Data Migration Shard Merge Scenario

This document shows how to use Data Migration (DM) to migrate data to the downstream TiDB in the shard merge scenario.

The example used in this document is a simple scenario where sharded schemas and sharded tables of two data source MySQL instances need to be migrated to a downstream TiDB cluster.

For other scenarios, you can refer to Best Practices of Data Migration in the Shard Merge Scenario.

Data source instances

Assume that the data source structures are as follows:

Instance 1
Schema Tables
user information, log_bak
store_01 sale_01, sale_02
store_02 sale_01, sale_02
Instance 2
Schema Tables
user information, log_bak
store_01 sale_01, sale_02
store_02 sale_01, sale_02

Schema	Tables
user	information, log_bak
store_01	sale_01, sale_02
store_02	sale_01, sale_02

Schema	Tables
user	information, log_bak
store_01	sale_01, sale_02
store_02	sale_01, sale_02

Migration requirements

Merge the user.information tables to the downstream user.information table in TiDB.
Merge the store_{01|02}.sale_{01|02} tables in the above instances to the downstream store.sale table in TiDB.
Replicate user and store_{01|02} schemas but do not replicate the user.log_bak tables in the above instances.
Filter out all the delete operations in the store_{01|02}.sale_{01|02} table of the above instances and filter out the drop database operation in shemas.

The expected downstream schema after migration is as follows:

Schema	Tables
user	information
store	sale

Conflict check across sharded tables

Because migration requirements #1 and #2 involve the DM Shard Merge feature, data from multiple tables might cause conflicts between the primary keys or the unique keys. You need to check these sharded tables. For details, refer to Handle conflicts between primary keys or unique indexes across multiple sharded tables. In this example:

The table schema of user.information is

CREATE TABLE `information` (
  `id` bigint(20) NOT NULL AUTO_INCREMENT,
  `uid` bigint(20) DEFAULT NULL,
  `name` varchar(255) DEFAULT NULL,
  `data` varchar(255) DEFAULT NULL,
  PRIMARY KEY (`id`),
  UNIQUE KEY `uid` (`uid`)
) ENGINE=InnoDB DEFAULT CHARSET=latin1

In the above structure, column id is the primary key and column uid is the unique index. Column id has auto-increment attribute and if the ranges of tables overlap, data conflicts might occur. Column uid can ensure only a unique index exists globally. So, you can avoid column id by following the steps in the section Remove the PRIMARY KEY attribute from the column.

The table schema of store_{01|02}.sale_{01|02} is

CREATE TABLE `sale_01` (
  `sid` bigint(20) NOT NULL,
  `pid` bigint(20) NOT NULL,
  `comment` varchar(255) DEFAULT NULL,
  PRIMARY KEY (`sid`),
  KEY `pid` (`pid`)
) ENGINE=InnoDB DEFAULT CHARSET=latin1

In the above structure, sid is the shard key, which can ensure that the same sid only exists in one sharded table. So no data conflict is caused and you do not need to perform extra operations.

● Entries:
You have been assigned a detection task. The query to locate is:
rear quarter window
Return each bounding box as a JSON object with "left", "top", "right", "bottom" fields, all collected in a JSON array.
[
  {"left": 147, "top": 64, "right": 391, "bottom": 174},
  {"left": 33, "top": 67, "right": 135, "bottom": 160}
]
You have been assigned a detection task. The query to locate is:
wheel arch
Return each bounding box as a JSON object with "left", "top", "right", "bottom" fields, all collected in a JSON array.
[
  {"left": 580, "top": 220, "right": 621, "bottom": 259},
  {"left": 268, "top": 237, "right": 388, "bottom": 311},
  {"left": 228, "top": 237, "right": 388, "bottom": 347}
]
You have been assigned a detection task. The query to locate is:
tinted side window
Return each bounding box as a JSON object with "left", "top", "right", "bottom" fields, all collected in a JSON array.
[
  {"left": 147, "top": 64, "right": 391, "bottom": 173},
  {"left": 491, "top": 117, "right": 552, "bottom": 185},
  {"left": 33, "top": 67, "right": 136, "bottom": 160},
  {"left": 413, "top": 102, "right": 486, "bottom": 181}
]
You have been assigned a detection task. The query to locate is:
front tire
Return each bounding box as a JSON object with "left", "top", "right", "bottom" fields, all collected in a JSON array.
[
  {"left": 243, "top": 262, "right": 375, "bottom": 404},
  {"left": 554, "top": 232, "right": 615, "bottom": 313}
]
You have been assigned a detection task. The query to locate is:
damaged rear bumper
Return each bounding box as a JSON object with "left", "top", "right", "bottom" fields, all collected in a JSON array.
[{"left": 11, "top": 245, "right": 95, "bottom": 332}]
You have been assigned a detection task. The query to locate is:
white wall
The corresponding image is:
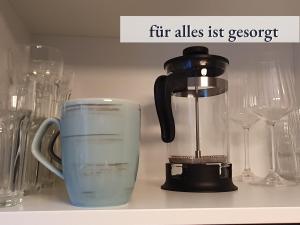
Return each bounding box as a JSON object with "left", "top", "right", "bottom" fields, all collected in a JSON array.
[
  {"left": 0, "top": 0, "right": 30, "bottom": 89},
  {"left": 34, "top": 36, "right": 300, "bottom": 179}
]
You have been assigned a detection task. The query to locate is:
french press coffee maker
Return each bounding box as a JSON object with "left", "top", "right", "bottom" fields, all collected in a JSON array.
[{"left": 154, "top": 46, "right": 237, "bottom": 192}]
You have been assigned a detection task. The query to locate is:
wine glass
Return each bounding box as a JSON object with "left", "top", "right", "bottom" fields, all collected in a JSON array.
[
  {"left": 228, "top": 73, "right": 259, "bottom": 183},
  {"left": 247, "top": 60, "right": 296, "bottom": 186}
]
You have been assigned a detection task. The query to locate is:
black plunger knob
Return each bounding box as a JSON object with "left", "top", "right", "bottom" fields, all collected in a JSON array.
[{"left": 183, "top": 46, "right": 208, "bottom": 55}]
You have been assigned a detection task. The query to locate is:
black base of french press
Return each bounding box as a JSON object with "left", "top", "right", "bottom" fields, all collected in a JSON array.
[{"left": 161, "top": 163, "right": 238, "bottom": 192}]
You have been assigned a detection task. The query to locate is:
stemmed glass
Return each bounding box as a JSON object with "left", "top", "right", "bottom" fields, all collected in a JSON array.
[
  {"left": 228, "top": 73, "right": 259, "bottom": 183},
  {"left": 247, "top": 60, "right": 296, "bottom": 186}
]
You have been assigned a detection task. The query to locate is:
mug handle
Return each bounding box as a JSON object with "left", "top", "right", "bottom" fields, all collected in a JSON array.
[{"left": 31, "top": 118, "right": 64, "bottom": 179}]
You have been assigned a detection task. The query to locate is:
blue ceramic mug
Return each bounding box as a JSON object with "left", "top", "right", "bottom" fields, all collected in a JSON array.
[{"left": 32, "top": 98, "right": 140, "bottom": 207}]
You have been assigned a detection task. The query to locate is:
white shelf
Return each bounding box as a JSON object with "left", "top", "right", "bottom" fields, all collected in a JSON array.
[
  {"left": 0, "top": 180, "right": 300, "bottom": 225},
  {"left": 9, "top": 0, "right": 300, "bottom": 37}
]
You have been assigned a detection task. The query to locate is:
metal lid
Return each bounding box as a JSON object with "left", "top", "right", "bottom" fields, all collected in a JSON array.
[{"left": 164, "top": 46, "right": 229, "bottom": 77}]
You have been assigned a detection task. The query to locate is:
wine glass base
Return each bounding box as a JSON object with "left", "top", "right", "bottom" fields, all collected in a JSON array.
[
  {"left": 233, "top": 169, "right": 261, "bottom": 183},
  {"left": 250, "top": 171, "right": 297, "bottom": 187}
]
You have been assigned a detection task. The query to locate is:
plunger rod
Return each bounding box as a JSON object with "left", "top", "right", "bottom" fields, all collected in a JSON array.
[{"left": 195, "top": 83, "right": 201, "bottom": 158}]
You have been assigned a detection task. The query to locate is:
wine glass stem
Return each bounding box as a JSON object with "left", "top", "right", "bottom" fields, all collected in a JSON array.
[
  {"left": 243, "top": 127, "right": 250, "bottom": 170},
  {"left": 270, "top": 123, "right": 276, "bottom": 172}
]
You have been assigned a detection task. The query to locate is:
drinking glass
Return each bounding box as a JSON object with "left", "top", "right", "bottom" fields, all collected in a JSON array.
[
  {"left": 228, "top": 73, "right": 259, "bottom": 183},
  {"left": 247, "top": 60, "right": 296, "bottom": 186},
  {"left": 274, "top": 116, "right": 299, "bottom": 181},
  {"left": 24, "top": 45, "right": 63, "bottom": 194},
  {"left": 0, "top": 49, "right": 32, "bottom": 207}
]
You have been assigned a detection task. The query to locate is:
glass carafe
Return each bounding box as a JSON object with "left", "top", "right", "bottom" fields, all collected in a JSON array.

● Exercise requirements:
(1) Display every line of the listing that contains the string "glass".
(2) Carry on the text about migrating sharded MySQL data to TiDB, starting from where it ends.
The shard merge text and the listing have nothing to do with each other.

● Answers to the problems:
(1)
wine glass
stemmed glass
wine glass base
wine glass stem
drinking glass
glass carafe

(2)
Migration solution

To satisfy the migration requirements #1, you do not need to configure the table routing rule. You need to manually create a table based on the requirements in the section Remove the PRIMARY KEY attribute from the column:

CREATE TABLE `information` (
  `id` bigint(20) NOT NULL AUTO_INCREMENT,
  `uid` bigint(20) DEFAULT NULL,
  `name` varchar(255) DEFAULT NULL,
  `data` varchar(255) DEFAULT NULL,
  INDEX (`id`),
  UNIQUE KEY `uid` (`uid`)
) ENGINE=InnoDB DEFAULT CHARSET=latin1

And skip precheck in the configuration file:

ignore-checking-items: ["auto_increment_ID"]

To satisfy the migration requirement #2, configure the table routing rule as follows:

routes:
  ...
  store-route-rule:
    schema-pattern: "store_*"
    target-schema: "store"
  sale-route-rule:
    schema-pattern: "store_*"
    table-pattern: "sale_*"
    target-schema: "store"
    target-table:  "sale"

To satisfy the migration requirements #3, configure the Block and allow table lists as follows:

block-allow-list:
  log-bak-ignored:
    do-dbs: ["user", "store_*"]
    ignore-tables:
    - db-name: "user"
      tbl-name: "log_bak"

To satisfy the migration requirement #4, configure the binlog event filter rule as follows:

filters:
  ...
  sale-filter-rule:     # filter out all deletion operations of all tables under store_* schema
    schema-pattern: "store_*"
    table-pattern: "sale_*"
    events: ["truncate table", "drop table", "delete"]
    action: Ignore
  store-filter-rule:   # filter out the deletion operation of store_* schema
    schema-pattern: "store_*"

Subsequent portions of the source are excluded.